* _Exercise data_:
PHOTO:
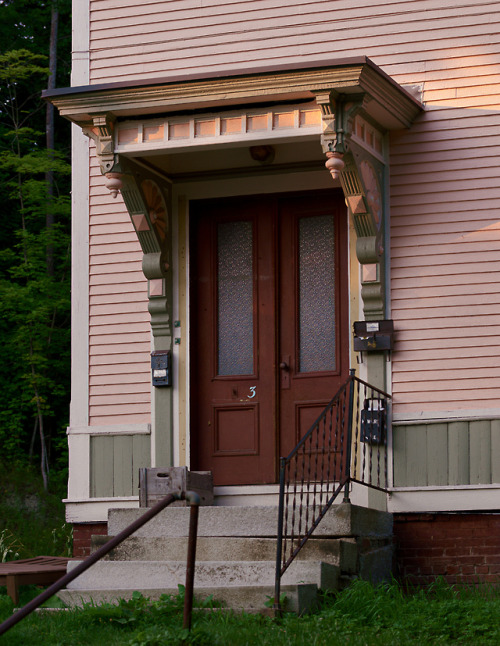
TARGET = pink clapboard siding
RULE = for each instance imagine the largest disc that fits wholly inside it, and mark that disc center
(445, 244)
(119, 338)
(444, 189)
(151, 38)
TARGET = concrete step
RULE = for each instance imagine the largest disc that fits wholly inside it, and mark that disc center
(298, 598)
(137, 575)
(340, 521)
(342, 552)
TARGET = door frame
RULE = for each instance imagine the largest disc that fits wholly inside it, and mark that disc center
(342, 258)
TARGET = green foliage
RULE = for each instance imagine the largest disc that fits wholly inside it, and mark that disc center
(31, 520)
(359, 616)
(34, 248)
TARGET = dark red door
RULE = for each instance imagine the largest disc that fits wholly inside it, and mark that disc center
(269, 338)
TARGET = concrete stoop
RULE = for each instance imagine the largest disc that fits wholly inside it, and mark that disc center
(235, 558)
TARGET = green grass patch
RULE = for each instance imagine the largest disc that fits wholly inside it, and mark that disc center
(31, 519)
(361, 615)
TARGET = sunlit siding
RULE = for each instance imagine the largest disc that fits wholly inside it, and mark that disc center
(445, 253)
(147, 39)
(445, 232)
(119, 328)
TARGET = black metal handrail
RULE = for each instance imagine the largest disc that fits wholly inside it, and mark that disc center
(347, 443)
(190, 496)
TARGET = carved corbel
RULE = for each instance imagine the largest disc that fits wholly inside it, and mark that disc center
(146, 202)
(102, 132)
(358, 174)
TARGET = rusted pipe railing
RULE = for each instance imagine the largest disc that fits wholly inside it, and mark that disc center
(346, 444)
(194, 501)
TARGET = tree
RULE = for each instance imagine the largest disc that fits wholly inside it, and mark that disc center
(34, 242)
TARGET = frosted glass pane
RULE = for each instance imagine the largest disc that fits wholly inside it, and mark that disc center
(235, 298)
(317, 293)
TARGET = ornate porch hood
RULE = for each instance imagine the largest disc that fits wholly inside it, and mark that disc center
(359, 103)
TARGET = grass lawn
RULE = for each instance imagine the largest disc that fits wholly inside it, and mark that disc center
(360, 615)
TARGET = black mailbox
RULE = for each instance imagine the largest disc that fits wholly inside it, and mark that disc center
(373, 336)
(161, 370)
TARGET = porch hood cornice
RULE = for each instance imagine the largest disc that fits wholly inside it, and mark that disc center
(389, 104)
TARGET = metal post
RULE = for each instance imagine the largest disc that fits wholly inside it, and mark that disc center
(194, 500)
(349, 437)
(279, 547)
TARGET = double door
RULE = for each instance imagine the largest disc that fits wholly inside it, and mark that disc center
(269, 327)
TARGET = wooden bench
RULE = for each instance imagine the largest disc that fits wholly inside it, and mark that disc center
(42, 570)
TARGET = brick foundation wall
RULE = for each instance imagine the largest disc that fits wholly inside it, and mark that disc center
(82, 533)
(462, 548)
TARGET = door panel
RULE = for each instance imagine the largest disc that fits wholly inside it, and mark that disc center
(313, 313)
(269, 313)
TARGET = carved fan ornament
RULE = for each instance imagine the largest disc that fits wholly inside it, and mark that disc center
(157, 209)
(373, 194)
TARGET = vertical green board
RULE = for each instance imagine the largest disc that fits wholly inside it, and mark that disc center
(416, 456)
(101, 466)
(399, 456)
(458, 453)
(122, 470)
(437, 454)
(480, 452)
(495, 451)
(141, 452)
(115, 463)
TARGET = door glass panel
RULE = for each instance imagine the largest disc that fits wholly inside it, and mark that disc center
(235, 298)
(316, 294)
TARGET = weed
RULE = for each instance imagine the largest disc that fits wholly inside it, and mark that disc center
(8, 546)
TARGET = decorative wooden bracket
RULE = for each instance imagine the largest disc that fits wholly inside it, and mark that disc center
(361, 176)
(147, 203)
(101, 131)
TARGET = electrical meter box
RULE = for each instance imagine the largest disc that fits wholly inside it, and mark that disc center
(373, 421)
(373, 336)
(161, 368)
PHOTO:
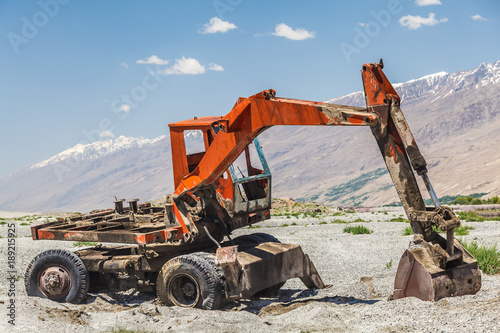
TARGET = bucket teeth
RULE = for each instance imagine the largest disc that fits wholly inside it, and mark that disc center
(424, 272)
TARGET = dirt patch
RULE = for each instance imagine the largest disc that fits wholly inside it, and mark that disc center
(368, 281)
(78, 317)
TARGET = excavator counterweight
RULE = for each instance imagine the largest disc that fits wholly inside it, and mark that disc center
(178, 249)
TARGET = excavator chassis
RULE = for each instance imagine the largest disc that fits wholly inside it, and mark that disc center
(177, 248)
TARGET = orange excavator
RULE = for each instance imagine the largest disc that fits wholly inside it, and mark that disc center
(184, 249)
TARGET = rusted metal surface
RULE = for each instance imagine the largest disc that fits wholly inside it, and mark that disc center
(210, 201)
(256, 268)
(433, 267)
(55, 282)
(422, 274)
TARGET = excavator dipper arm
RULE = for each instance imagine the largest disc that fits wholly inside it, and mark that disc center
(432, 267)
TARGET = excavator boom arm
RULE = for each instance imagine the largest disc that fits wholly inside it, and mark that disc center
(253, 115)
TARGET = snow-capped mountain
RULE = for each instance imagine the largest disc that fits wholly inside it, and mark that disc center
(455, 119)
(96, 150)
(436, 85)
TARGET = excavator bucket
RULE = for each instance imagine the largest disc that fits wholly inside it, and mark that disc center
(420, 275)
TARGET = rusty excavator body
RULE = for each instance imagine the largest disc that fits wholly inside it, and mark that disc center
(178, 249)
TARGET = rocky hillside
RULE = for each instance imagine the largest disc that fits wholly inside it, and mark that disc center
(454, 117)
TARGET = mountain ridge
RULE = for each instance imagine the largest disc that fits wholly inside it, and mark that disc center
(454, 118)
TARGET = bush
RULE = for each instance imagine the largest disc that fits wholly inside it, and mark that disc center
(398, 219)
(494, 200)
(476, 201)
(408, 231)
(463, 230)
(488, 257)
(357, 230)
(78, 244)
(470, 217)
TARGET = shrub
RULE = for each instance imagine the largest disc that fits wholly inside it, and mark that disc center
(77, 244)
(357, 230)
(398, 219)
(470, 217)
(488, 257)
(494, 200)
(408, 231)
(463, 230)
(476, 201)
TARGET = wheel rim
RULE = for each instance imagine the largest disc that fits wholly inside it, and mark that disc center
(55, 282)
(185, 290)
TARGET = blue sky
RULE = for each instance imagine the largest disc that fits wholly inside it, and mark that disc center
(72, 73)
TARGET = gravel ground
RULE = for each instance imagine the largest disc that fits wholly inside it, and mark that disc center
(359, 270)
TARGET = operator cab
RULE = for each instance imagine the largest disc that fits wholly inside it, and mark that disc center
(246, 183)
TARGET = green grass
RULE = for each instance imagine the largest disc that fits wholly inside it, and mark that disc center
(398, 219)
(407, 231)
(126, 330)
(463, 230)
(357, 230)
(488, 257)
(78, 244)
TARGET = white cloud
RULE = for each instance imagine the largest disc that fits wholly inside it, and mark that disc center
(215, 67)
(217, 25)
(282, 30)
(478, 17)
(185, 66)
(152, 60)
(427, 2)
(106, 134)
(415, 22)
(125, 108)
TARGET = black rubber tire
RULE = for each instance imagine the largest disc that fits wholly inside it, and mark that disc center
(259, 238)
(74, 266)
(195, 272)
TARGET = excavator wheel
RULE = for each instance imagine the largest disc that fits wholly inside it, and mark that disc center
(58, 275)
(191, 280)
(259, 238)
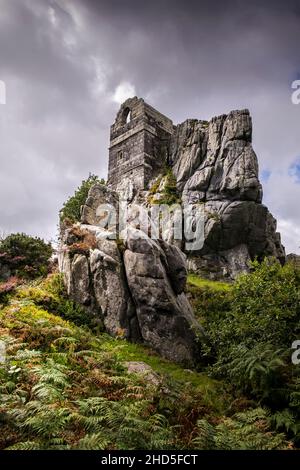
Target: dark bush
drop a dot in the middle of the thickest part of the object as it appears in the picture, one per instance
(25, 256)
(71, 210)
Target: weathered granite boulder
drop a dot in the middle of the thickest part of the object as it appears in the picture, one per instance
(165, 317)
(216, 166)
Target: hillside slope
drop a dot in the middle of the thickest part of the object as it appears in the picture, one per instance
(66, 385)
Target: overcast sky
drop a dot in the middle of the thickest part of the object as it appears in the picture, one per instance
(67, 64)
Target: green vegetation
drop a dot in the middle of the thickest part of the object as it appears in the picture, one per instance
(72, 207)
(25, 256)
(251, 327)
(207, 283)
(64, 385)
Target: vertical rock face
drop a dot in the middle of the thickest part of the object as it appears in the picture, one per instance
(136, 287)
(214, 165)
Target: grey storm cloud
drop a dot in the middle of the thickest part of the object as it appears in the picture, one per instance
(68, 63)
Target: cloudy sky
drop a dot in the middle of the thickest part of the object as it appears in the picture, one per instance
(67, 64)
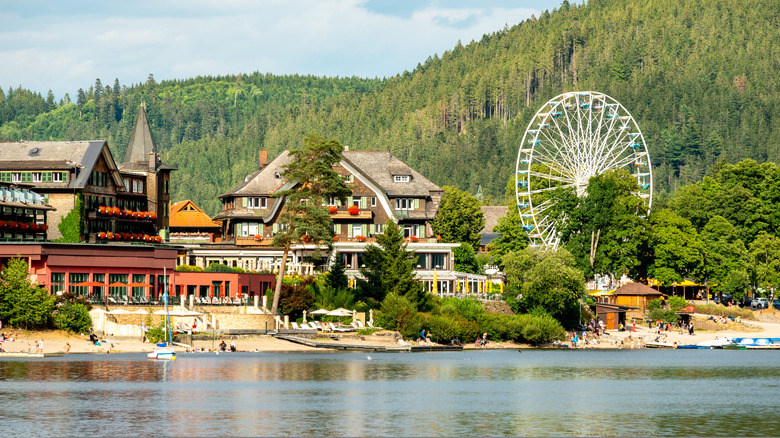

* _Exercise goal_: The response should hold only an exact retyping of the lines from the beginning of the data through the line containing "TARGET = dark red door", both ends kept, pictures omitted.

* _Exercise solution_:
PHOTO:
TARGET = pink clapboard siding
RULE = for each instance imagine the largest disc that fits wholly inside it, and mark that disc center
(445, 244)
(119, 338)
(444, 189)
(151, 38)
TARGET = concrete step
RULE = for each instance imagine the largest disc that fits wholly inside it, and mark that disc center
(298, 598)
(137, 575)
(340, 521)
(342, 552)
TARGET = door frame
RULE = for each instance imagine the largest disc that fits wholly inside it, and mark that disc center
(342, 258)
TARGET = green foliage
RULE = for each instance imagine the largest disc that fits wholly inside it, and mark that disc center
(31, 520)
(359, 616)
(34, 248)
TARGET = dark red door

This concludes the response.